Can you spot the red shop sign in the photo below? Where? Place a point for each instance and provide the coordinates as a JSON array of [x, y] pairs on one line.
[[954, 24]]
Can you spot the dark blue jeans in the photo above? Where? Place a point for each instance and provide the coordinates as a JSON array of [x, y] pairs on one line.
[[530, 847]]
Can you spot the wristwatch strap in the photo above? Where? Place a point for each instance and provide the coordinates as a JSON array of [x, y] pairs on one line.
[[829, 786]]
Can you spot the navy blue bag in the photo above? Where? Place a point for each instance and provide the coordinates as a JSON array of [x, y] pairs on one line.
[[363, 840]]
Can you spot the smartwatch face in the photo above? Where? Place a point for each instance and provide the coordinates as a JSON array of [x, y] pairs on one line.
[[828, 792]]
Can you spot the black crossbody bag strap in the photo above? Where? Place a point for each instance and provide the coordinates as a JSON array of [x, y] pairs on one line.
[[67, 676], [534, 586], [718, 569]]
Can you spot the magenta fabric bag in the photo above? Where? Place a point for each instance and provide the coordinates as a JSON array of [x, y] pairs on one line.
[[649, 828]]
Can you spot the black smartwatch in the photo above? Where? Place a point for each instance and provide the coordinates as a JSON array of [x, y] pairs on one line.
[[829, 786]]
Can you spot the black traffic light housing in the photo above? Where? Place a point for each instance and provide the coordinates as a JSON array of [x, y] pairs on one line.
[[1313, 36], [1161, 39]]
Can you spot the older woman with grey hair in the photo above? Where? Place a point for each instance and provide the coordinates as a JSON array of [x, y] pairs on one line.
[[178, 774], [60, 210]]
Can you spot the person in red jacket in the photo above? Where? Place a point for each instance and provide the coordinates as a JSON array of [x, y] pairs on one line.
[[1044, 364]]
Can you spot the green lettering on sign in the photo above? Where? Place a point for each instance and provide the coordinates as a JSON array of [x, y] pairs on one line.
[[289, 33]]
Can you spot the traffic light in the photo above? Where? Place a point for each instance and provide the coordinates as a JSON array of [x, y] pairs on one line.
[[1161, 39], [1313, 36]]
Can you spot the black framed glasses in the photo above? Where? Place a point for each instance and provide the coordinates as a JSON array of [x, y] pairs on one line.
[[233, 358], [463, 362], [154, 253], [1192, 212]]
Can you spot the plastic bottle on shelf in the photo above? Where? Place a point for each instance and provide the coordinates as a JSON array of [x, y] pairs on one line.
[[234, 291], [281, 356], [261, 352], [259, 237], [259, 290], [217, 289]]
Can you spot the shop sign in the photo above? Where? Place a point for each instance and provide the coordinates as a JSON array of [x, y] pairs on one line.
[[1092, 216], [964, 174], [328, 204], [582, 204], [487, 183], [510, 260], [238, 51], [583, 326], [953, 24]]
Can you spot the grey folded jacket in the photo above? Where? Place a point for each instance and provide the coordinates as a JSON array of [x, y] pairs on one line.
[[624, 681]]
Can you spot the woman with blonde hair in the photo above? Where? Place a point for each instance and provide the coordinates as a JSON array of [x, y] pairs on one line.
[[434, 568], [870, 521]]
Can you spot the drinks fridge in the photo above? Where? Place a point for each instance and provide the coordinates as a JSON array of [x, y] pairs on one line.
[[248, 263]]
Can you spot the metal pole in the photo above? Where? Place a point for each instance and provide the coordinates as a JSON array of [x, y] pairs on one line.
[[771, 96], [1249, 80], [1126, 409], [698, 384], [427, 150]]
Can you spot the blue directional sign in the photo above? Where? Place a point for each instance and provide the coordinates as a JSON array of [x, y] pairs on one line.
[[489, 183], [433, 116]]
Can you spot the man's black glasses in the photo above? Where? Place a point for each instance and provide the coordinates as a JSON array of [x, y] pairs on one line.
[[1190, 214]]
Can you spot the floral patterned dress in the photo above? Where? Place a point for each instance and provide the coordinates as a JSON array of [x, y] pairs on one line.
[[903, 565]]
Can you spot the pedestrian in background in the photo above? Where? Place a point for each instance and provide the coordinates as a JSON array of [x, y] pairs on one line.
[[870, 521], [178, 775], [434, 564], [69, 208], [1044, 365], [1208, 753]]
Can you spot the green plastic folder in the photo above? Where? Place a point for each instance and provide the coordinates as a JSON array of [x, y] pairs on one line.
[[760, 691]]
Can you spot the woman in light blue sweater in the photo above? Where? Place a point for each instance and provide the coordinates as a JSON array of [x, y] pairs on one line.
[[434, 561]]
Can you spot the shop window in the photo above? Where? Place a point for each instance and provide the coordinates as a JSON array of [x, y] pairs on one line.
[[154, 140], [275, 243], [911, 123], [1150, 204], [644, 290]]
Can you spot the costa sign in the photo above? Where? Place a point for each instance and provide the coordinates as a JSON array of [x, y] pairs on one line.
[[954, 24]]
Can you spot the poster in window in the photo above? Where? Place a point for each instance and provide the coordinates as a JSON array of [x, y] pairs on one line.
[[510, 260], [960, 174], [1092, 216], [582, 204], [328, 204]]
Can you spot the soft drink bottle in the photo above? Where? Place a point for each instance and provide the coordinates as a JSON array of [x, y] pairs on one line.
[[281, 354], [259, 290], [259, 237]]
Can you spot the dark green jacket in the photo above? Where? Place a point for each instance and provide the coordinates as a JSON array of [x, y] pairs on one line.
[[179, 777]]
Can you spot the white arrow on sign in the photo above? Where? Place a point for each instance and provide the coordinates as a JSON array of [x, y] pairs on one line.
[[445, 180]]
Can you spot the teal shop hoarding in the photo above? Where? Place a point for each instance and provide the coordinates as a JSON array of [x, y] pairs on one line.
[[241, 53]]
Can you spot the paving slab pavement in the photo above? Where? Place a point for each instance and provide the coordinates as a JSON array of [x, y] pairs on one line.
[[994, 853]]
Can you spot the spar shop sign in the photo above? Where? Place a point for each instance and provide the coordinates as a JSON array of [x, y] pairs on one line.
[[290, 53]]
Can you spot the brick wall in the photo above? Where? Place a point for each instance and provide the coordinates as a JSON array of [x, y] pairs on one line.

----

■ **TASK REQUIREMENTS**
Write the data out again. Match it word for word.

■ **TASK RESULT**
Can you spot the red shop sign in the photo below? Where? Place a point for each instance and provide the coordinates as a JSON array of [x, y] pairs on one line.
[[954, 24]]
Can you spot the dark blue jeans in the photo above? Where? Place a point for each instance and provide the coordinates as a JSON array of [x, y] pairs on one line.
[[530, 847]]
Can you spot the wristwatch strap in the photo above? Where? Place a point for each instance and provide the coordinates as a JSON array of [x, y] pairs on one line.
[[829, 786]]
Can you spot the navy blue bag in the photo above? Where? Place a point for each instance and provide the coordinates as a JSON array of [x, y] pairs on one line.
[[363, 840]]
Can you spot the smartwatch face in the photo above? Where? Place a point for each instance and provide the coordinates as a JSON array of [x, y] pairs on one line.
[[828, 792]]
Can you spot the black crossbody bag strap in the photo above? Where? Place a point for each instance and provide the coordinates as a JSON array of [x, y] pairs on one line.
[[67, 676], [534, 586], [718, 569]]
Can you spot the magenta fabric bag in the photo above? Where? Place a point for each instance and provide the coordinates as a JSON array of [x, y] pairs on one line.
[[649, 828]]
Can you spot the black smartwatch in the photo above? Where? Place a point for each instance and provide the coordinates as a JSON array of [x, y] pairs on one line.
[[829, 786]]
Can you spot the black traffic light housing in the photo above? Where? Place a point for each instance and provide the coordinates as a JSON array of [x, y] pairs on one line.
[[1313, 36], [1161, 39]]
Can you spot the older woman with grey hair in the photo above? Where? Place a point for each instance and provide the coordinates as a JSON array of [x, y] pairs on one line.
[[178, 774], [60, 210]]
Can you spot the person in red jacket in the photo above? Where? Place a point for each instance and provide the coordinates as a JSON array of [x, y] pairs on one line.
[[1044, 364]]
Can you spot the green lettering on sign in the photo above? Where? Place a point for each instance and provide the coordinates as a JSON array of [x, y] pairs on one line.
[[289, 33]]
Can you spot the traffic light in the photo above? Where? Place a point for each instance and provide the coordinates as a JSON array of [x, y] pairs on one line.
[[1161, 39], [1313, 36]]
Can you spot the black framed glasses in the photo above? Where? Place a point for each instance and provide the coordinates as a JSON array of [x, y] pairs on one line.
[[233, 358], [463, 362], [154, 253], [1192, 212]]
Can you spot the plastic bottle on shelf in the photo above? Where? Place a point for each instance and provide the coordinates as a JSON array of [x, y] pairs on one line.
[[234, 291], [281, 356], [261, 352], [259, 237], [259, 290], [217, 289]]
Can you spot the shop sign in the photo above? Where? Place a point for each instance and provide the coordinates as a JSON array of [x, y] pairs on one line.
[[1092, 216], [964, 174], [328, 204], [582, 204], [487, 183], [510, 260], [238, 51], [583, 326], [953, 24]]
Can you spot the grey folded jacket in the photo above? Where? Place a point for each instance and provide the coordinates as a JSON array of [x, y] pairs on one line.
[[624, 681]]
Can you spot the woman with blonde hair in the photo above? Where? Place a point for each instance and provide the coordinates as a JSON array of [x, y] pairs on one line.
[[434, 568], [870, 521]]
Can you spot the drinks fridge in the photo above? Where? Place a point for each instance and provide the coordinates as a JSON array of [x, y] pairs on one line.
[[248, 263]]
Can you spot the metal pole in the photo above? Where? Place a point for each instance and provide the coordinates as a JSON array of [x, y] pairs on one line.
[[771, 96], [1249, 80], [1126, 409], [698, 384], [427, 150]]
Can you spot the blue directional sign in the photo above? Where? Place a point for each instance and provide the coordinates as a JSON array of [x, y] pairs on one line.
[[489, 183], [433, 116]]
Can you spot the man's black glasses in the photo above? Where? Place a point for each instance and provide the coordinates as a JSON array of [x, y] pairs on one line.
[[1190, 214]]
Can you spot the floral patterned dress in the photo above? Where? Place a point for each instance and provide the coordinates as a JSON array of [x, y] pairs on one line.
[[903, 565]]
Can you spot the pedestrian in background in the photo above? Where? Place a point for each instance and provide the coordinates as a JSON array of [x, y] pairs on one line.
[[870, 521], [178, 775], [434, 564], [69, 208], [1044, 365], [1208, 753]]
Can you spot the green plastic folder in the photo above? Where? Place a point for each instance and provide the coordinates as a JSON array of [x, y] pairs on one line.
[[760, 691]]
Can you spot the woman in light blue sweater in the photo above? Where? Place a point for each instance and provide the coordinates as a JSON array of [x, y] pairs on one line.
[[434, 561]]
Can you spot the shop window in the photo above? Where? Place a point for each instance and provide the coordinates as a JSON array of [x, y] pairs on one line.
[[154, 140], [275, 243], [911, 123], [1150, 204], [644, 290]]
Can you spot the costa sign in the photo above? Where? Place a point for each instance and provide the coordinates as a JSON array of [x, y] pairs on one line.
[[954, 24]]
Can you spot the poster in window in the photo above? Where? Place a point for each instance and provide the coordinates as a JSON array of [x, y] pairs on one line.
[[510, 260], [960, 174], [1092, 216], [582, 204], [328, 204]]
Can you spot the soft drink bottle in the photo above? Where? Place a point for each instance and provide the coordinates as a JSON array of [x, y] pairs on one line.
[[281, 354], [259, 290], [259, 237]]
Can you spot the dark green jacket in the photo above? Where? Place a point for each instance and provide the coordinates as a JSON array of [x, y] pairs on one line.
[[179, 777]]
Can you spot the white arrow on sign in the photo above? Where? Place a point for each instance and provide the coordinates as a JSON array of [x, y] pairs on one line.
[[445, 180]]
Can you spot the teal shop hoarding in the photo above? Where? Place a point for each instance and provide the coordinates as a JSON array of [x, y] pairs on one line.
[[241, 53]]
Can you spot the paving slab pavement in the photo above? Where? Place a point for each instance and provide the coordinates as a JSON array of [x, y] pairs on one line.
[[994, 853]]
Can you spot the spar shop sign in the photo above? Where? Place a point for each instance and provide the coordinates as a JSON array of [x, y] pairs on one line.
[[290, 53]]
Can you spot the brick wall in the photo above? Where? Place a point for each instance and provide the coordinates as a JSON array of [x, y] pairs on one line.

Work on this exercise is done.